The task:
Starting at the line that contains "I'm wondering where in this drawing the bowl of strawberry" and continuing through the last of the entries below, format those lines as a numbered list with blank lines omitted.

Given data:
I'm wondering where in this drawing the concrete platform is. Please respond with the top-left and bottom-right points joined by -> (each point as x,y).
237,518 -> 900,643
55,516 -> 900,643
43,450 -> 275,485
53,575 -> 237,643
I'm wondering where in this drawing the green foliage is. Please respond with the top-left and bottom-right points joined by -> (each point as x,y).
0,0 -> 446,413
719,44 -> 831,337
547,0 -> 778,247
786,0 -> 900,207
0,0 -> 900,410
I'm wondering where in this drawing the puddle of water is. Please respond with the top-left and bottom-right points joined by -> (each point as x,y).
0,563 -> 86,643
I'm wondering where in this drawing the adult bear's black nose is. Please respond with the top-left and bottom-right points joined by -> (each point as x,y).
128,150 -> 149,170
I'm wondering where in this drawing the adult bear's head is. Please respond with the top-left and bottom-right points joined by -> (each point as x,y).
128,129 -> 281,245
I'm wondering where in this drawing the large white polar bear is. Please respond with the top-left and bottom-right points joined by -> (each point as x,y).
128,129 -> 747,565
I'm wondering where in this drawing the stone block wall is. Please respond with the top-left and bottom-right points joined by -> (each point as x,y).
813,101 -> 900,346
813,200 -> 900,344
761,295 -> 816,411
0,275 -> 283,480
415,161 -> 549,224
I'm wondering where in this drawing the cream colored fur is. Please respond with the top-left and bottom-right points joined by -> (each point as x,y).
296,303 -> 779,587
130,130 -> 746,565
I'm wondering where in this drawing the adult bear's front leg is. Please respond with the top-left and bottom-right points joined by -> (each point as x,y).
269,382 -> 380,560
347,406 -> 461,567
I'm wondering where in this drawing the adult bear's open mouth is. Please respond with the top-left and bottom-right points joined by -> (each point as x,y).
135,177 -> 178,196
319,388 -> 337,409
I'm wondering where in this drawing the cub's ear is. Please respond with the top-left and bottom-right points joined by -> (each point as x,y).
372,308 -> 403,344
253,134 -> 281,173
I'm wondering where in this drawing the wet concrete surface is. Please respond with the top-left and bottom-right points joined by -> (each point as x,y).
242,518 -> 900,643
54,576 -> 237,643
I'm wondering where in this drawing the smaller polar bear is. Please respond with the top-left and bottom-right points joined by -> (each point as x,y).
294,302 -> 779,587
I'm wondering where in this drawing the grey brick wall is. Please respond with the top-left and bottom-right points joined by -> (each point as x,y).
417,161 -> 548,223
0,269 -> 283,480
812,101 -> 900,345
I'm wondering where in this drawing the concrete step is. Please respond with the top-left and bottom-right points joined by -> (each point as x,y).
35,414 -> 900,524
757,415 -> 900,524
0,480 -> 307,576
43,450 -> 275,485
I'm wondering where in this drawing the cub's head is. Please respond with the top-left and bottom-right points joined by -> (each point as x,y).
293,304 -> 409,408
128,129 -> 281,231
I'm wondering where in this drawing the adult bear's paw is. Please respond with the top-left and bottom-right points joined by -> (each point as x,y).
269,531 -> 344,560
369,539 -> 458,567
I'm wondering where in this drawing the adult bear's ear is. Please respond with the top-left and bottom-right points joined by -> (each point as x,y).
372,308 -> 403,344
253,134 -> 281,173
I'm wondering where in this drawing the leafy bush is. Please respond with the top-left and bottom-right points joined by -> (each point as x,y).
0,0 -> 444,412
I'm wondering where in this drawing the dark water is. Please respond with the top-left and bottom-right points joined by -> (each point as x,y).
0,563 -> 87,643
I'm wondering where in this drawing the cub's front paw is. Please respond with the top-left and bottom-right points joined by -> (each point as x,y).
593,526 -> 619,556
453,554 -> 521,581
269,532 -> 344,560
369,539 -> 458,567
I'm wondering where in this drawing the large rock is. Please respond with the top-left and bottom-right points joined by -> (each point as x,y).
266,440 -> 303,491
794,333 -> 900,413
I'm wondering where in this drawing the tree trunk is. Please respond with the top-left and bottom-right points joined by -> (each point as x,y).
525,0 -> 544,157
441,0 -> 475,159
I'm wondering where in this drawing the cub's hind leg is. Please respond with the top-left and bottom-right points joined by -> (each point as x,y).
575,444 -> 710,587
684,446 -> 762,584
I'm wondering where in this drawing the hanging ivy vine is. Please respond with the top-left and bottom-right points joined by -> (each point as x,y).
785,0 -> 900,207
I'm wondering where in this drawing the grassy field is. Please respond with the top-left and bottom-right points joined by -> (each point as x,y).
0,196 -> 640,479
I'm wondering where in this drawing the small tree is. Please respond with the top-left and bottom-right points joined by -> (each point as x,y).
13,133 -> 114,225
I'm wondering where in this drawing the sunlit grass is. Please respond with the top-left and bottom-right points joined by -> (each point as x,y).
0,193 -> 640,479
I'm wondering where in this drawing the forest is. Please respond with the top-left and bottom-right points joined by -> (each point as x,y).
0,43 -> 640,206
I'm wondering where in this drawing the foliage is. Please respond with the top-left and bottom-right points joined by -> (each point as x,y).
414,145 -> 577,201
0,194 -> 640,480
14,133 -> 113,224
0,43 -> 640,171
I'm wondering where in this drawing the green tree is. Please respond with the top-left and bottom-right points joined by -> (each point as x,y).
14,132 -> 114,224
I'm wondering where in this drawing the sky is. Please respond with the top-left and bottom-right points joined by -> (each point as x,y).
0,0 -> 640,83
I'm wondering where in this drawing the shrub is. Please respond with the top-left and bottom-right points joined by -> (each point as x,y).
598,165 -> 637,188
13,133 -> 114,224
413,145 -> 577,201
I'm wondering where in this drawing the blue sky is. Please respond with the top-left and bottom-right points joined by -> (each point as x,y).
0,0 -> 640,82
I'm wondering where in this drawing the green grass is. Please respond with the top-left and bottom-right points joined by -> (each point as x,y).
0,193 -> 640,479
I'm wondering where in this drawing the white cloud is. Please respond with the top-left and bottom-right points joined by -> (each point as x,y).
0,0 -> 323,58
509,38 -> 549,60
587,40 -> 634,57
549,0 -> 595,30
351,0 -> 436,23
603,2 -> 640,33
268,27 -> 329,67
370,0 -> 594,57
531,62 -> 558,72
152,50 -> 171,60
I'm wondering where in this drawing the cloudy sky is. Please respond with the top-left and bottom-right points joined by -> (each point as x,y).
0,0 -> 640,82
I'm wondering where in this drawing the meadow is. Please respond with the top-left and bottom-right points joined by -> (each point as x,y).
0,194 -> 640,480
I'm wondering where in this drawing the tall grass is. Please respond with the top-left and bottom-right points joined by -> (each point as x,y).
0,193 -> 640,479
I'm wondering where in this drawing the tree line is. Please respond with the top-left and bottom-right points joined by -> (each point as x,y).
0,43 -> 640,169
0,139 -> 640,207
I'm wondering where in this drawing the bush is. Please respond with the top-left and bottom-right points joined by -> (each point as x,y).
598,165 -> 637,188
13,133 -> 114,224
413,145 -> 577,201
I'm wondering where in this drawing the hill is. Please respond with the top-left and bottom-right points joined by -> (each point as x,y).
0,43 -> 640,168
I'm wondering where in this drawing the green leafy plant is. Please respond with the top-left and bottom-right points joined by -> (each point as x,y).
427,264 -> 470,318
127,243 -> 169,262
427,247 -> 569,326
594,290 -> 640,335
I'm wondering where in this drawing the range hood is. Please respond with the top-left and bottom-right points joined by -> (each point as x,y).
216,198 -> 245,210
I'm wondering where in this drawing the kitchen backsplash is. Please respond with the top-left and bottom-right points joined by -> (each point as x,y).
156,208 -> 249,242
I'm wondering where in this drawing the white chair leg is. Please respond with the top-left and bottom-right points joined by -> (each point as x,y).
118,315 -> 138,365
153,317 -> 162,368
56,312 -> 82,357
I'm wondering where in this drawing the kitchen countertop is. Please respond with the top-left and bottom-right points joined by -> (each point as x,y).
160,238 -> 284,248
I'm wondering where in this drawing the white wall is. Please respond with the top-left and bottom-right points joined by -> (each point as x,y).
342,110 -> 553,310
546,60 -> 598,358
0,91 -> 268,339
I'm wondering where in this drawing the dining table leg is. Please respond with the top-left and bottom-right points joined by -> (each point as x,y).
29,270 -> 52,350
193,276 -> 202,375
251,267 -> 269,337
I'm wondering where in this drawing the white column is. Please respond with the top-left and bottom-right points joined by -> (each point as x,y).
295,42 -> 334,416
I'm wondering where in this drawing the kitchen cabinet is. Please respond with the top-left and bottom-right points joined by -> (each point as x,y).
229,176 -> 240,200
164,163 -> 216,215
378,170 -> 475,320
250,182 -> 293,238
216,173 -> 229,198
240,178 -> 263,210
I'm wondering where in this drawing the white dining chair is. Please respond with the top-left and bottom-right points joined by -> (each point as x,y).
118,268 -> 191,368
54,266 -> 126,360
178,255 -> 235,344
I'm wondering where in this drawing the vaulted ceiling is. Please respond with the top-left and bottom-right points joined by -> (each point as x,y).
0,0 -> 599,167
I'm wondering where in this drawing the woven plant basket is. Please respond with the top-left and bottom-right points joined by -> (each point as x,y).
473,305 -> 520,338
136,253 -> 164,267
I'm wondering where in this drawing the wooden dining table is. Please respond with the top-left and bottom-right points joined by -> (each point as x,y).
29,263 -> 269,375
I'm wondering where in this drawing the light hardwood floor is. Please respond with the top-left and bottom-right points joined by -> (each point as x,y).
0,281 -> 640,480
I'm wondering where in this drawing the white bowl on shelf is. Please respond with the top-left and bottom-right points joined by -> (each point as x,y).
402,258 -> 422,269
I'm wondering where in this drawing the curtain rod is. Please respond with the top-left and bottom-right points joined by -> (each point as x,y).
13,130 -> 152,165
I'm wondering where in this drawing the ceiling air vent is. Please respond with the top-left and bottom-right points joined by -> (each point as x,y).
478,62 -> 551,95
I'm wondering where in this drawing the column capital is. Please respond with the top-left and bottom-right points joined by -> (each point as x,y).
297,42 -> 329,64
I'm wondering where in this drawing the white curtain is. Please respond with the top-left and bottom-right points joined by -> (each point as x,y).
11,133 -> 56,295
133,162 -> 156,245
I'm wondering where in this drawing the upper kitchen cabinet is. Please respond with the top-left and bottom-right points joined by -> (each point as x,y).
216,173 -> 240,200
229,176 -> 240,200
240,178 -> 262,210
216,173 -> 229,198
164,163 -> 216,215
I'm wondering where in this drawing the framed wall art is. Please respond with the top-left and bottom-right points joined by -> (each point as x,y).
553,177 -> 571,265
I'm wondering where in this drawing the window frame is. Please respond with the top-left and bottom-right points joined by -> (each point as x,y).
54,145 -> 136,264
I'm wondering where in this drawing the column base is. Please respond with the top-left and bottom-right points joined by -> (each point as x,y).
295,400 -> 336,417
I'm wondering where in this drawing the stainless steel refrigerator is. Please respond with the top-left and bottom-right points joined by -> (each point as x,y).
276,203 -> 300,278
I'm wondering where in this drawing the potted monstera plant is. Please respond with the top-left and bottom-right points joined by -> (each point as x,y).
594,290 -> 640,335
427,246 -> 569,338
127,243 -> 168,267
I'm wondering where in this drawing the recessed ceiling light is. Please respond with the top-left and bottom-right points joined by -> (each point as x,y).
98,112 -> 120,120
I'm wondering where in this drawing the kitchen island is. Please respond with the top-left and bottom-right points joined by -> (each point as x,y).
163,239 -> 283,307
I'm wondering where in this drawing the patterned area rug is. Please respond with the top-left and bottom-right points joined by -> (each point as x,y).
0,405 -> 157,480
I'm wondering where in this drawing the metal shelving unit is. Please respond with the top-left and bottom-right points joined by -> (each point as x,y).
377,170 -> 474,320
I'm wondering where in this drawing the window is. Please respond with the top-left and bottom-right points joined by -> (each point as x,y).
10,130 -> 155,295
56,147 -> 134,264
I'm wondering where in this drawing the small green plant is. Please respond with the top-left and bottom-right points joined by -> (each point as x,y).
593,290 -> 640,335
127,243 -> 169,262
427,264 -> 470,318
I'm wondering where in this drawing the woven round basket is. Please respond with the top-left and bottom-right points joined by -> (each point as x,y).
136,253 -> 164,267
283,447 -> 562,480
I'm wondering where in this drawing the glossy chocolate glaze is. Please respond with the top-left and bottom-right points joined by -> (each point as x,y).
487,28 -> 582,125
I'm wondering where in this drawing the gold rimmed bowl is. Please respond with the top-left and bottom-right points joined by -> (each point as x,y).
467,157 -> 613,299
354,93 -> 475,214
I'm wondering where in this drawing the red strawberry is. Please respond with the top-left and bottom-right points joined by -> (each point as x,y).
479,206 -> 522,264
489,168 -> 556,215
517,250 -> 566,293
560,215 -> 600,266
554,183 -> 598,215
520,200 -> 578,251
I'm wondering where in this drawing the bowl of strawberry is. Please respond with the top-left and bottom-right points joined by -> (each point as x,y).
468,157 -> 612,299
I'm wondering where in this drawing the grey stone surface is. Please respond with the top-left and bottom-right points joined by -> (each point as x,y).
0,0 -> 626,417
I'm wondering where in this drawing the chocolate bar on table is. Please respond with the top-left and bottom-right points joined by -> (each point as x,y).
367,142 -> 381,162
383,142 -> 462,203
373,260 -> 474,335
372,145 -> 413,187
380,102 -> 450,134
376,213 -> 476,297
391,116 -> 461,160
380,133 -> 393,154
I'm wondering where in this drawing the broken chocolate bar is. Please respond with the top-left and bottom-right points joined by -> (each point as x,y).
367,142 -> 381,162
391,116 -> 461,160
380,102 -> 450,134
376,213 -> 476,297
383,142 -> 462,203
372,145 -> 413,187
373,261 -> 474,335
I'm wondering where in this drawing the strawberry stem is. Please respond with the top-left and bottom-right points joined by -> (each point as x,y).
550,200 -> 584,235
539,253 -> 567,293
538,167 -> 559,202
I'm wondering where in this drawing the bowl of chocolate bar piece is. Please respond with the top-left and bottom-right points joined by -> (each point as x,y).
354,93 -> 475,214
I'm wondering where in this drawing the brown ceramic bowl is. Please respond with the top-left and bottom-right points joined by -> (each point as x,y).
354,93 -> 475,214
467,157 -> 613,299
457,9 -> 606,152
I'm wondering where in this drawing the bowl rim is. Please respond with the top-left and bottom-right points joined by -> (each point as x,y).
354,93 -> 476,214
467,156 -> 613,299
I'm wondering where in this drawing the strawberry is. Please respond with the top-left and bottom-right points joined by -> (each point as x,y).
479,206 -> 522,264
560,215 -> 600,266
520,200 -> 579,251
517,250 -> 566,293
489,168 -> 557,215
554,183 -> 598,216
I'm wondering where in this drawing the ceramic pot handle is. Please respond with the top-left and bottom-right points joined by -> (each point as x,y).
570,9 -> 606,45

Full output:
1. I'm wondering where in this drawing the bowl of strawberry is. Please respond with the top-left and bottom-right points joined by -> (each point as x,y).
2. 468,157 -> 612,299
3. I'm wondering where in this drawing the grey stone surface is. Please respond with the top-left and bottom-right points joined by -> (each point as x,y).
4. 0,0 -> 626,417
5. I'm wondering where in this drawing the chocolate bar on table is. Please respond with the top-left and bottom-right points joined by -> (each point as x,y).
6. 367,142 -> 381,162
7. 383,142 -> 462,203
8. 373,260 -> 474,335
9. 372,145 -> 413,187
10. 380,102 -> 450,134
11. 376,213 -> 476,297
12. 391,116 -> 461,160
13. 380,133 -> 393,154
14. I'm wondering where in this drawing the broken chocolate bar is. Please respond with the top-left and bottom-right points joined by -> (each point as x,y).
15. 367,142 -> 381,162
16. 391,116 -> 461,160
17. 380,102 -> 450,134
18. 376,213 -> 476,297
19. 383,142 -> 462,203
20. 372,145 -> 413,187
21. 373,261 -> 474,335
22. I'm wondering where in this drawing the strawberry stem is. Please respond with the top-left and bottom-right points joined by -> (each point as x,y).
23. 550,200 -> 584,235
24. 539,253 -> 567,293
25. 538,167 -> 559,202
26. I'm wondering where in this drawing the bowl of chocolate bar piece is. Please respond with the top-left and bottom-right points joined by -> (each point as x,y).
27. 354,93 -> 475,214
28. I'm wondering where in this drawing the brown ceramic bowl is. Please respond with the top-left and bottom-right points joined by -> (each point as x,y).
29. 354,93 -> 475,214
30. 467,157 -> 613,299
31. 457,9 -> 606,152
32. I'm wondering where in this drawing the bowl rim is. Please respond with the top-left and bottom-right points joined by -> (each point as x,y).
33. 354,93 -> 476,214
34. 467,156 -> 613,299
35. I'm wondering where in this drawing the strawberry is. Please respond with the top-left and bottom-right points joined by -> (each point as x,y).
36. 479,206 -> 522,264
37. 560,215 -> 600,266
38. 520,200 -> 579,251
39. 517,250 -> 566,293
40. 489,168 -> 557,215
41. 554,183 -> 598,216
42. I'm wondering where in this drawing the ceramic pot handle is. Please respond with the top-left and bottom-right points joined by -> (each point as x,y).
43. 570,9 -> 606,45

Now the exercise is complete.